=== Begin Enclosure ===
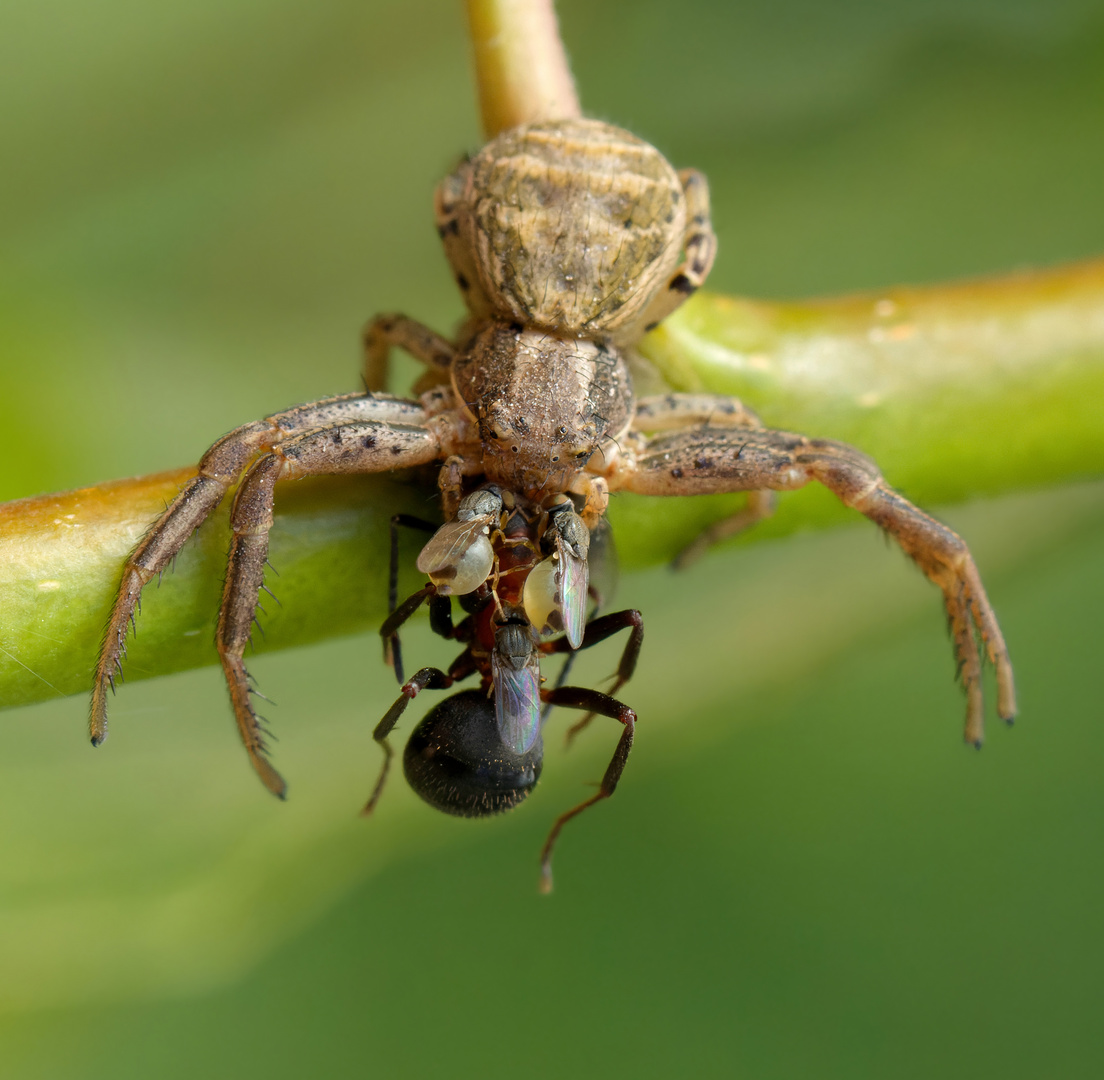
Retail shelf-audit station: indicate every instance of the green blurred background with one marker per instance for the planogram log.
(804, 872)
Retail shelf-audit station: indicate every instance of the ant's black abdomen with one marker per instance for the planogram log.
(457, 762)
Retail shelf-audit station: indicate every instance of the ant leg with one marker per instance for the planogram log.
(428, 678)
(699, 245)
(392, 647)
(597, 631)
(581, 698)
(219, 469)
(723, 459)
(358, 447)
(386, 331)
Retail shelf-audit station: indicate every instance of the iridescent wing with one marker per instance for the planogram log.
(517, 700)
(573, 579)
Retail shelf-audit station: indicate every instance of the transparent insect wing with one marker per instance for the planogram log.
(573, 579)
(459, 556)
(517, 681)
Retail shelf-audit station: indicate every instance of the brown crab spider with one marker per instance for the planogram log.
(569, 241)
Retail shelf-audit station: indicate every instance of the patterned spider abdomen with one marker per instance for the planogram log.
(572, 225)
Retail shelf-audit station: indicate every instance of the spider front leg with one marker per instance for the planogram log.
(709, 459)
(357, 447)
(220, 468)
(679, 411)
(388, 331)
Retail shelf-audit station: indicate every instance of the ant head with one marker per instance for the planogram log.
(457, 762)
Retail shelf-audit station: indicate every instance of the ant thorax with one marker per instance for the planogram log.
(543, 404)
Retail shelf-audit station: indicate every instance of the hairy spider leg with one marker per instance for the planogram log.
(220, 468)
(359, 447)
(388, 331)
(392, 647)
(675, 411)
(709, 459)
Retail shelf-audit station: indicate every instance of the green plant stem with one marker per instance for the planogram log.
(976, 388)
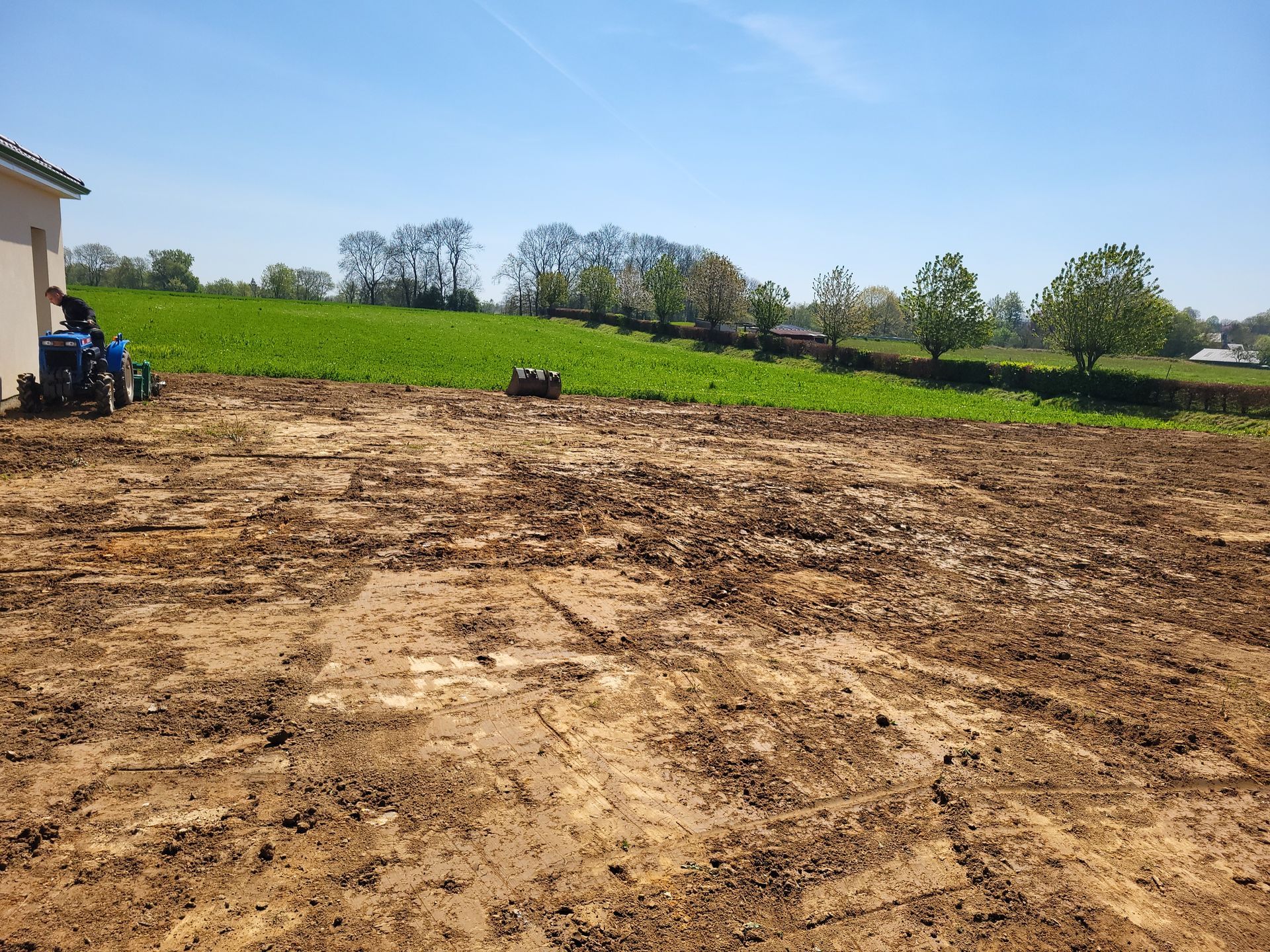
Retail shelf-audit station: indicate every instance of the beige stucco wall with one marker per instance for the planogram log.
(23, 310)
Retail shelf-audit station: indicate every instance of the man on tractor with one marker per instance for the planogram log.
(77, 315)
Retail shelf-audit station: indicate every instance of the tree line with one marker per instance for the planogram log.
(1103, 302)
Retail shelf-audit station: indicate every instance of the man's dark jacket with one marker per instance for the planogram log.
(79, 315)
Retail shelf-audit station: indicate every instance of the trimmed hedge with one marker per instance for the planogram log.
(1117, 386)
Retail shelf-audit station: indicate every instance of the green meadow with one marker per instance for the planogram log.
(255, 337)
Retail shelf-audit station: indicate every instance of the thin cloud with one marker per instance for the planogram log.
(593, 95)
(824, 56)
(820, 55)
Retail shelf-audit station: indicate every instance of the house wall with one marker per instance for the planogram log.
(30, 215)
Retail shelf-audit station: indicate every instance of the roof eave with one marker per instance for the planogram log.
(64, 187)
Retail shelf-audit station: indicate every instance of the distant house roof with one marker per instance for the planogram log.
(789, 331)
(33, 167)
(1234, 354)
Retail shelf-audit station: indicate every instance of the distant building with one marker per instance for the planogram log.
(31, 255)
(1232, 356)
(790, 333)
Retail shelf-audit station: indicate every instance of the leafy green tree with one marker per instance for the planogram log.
(599, 286)
(1007, 317)
(716, 290)
(92, 263)
(770, 306)
(553, 290)
(278, 281)
(169, 270)
(944, 307)
(464, 300)
(883, 311)
(222, 286)
(666, 285)
(633, 298)
(1187, 333)
(840, 310)
(1104, 302)
(1263, 349)
(313, 285)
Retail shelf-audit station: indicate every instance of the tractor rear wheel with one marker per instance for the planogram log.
(124, 382)
(28, 393)
(103, 391)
=== End Enclosure ===
Strip out the pictures and repeat the listing above exactly.

Retail shelf-audit station: indicate every instance of the green blurred background with one marker per instance for the planogram log.
(804, 872)
Retail shelf-audit station: indicate every instance of the ant's black abdomen with one marker per instance for the planogram log.
(457, 762)
Retail shelf-audit station: indicate every instance of the ant leg with one marker per instance for the planogram log.
(428, 678)
(699, 245)
(392, 647)
(597, 631)
(581, 698)
(219, 469)
(723, 459)
(358, 447)
(386, 331)
Retail shelf-audit station: indicate every instance of the iridescent wing with one marker per instance for the planogram log.
(517, 700)
(573, 579)
Retail shelf-audit station: indicate every instance of the transparent insect wing with one marker per instance for the planogram log.
(573, 579)
(459, 556)
(517, 681)
Retail shelf-audit station: indicate every instance of the brown crab spider with one marker per instance for the planogram log.
(569, 241)
Retail shelf-audit station: indicate every instance of the patterned spider abdomen with one marker per instance for the planogram log.
(572, 225)
Retail shelf-audit station: indicate every instance of the spider front leg with one marker per instance for the planogram log.
(709, 459)
(357, 447)
(220, 468)
(679, 411)
(388, 331)
Retail shelf-audit station: indicate every instance of the ant head with one marker per instance for the planogram log.
(457, 762)
Retail shelf-audit station: indicate every instance of the ant thorax with one marker per instance for the planogram log.
(543, 404)
Retail shelf-audit station: indicate every instance of the hairy spider leg with one marker per instance for the planogram log.
(220, 468)
(359, 447)
(388, 331)
(392, 647)
(675, 411)
(709, 459)
Retail shelf-audit station: indicate every instance of the green plant stem with one marker per instance for the planogram log.
(976, 388)
Retail shelf-audit station: indicate every instance of the beige stucco wall with one marker per instance for the planogram log.
(23, 310)
Retail shelf-audit station: indicate every instance of the man on tractor with one marker per instance for the planogram log.
(77, 315)
Retail shelf-audit station: indicate every instance of the tree line with one marker per instance for the planogram log.
(1103, 302)
Retail shelf-audit station: indicate every instance of the man's dark jacket with one marker per instance for the planogram log.
(79, 315)
Retail shelf-audit station: indicate every instance of the trimmed hedge with one marker per instance for the planogram log.
(1117, 386)
Retail shelf-audit station: indicate every instance of the green meadow with one marker per instance for the planogram log.
(255, 337)
Retail shelf-audit station: indicate every instance of the thin cloud with one marker per instance for the planogram log.
(593, 95)
(824, 56)
(820, 55)
Retail shelf-audit station: indicate every instance of the house wall with one marker per instance for the planogram log.
(30, 215)
Retail shelf-audit station: indicate every instance of the roof eave with one marker per instance for the planogram log.
(64, 187)
Retail shelf-audit station: indicate every instance of the distant house roof with one marker per instance for the planogram log.
(789, 331)
(33, 167)
(1234, 354)
Retail shelf-audit station: indicate every instance of the distant building with one marker per instance for the planogram log.
(31, 255)
(1232, 356)
(790, 333)
Retail shelf-audit station: indicate every instance of the leafy green tree with one marker per instance for the planogram log.
(599, 286)
(1007, 317)
(716, 290)
(92, 263)
(770, 306)
(553, 290)
(278, 281)
(169, 270)
(944, 307)
(464, 300)
(883, 311)
(222, 286)
(666, 285)
(633, 298)
(1187, 333)
(840, 310)
(1104, 302)
(1263, 349)
(313, 285)
Retail shelf-audit station: indicate every instance of the tractor rear wheel with one marker per instance for the planogram log.
(124, 382)
(28, 393)
(103, 391)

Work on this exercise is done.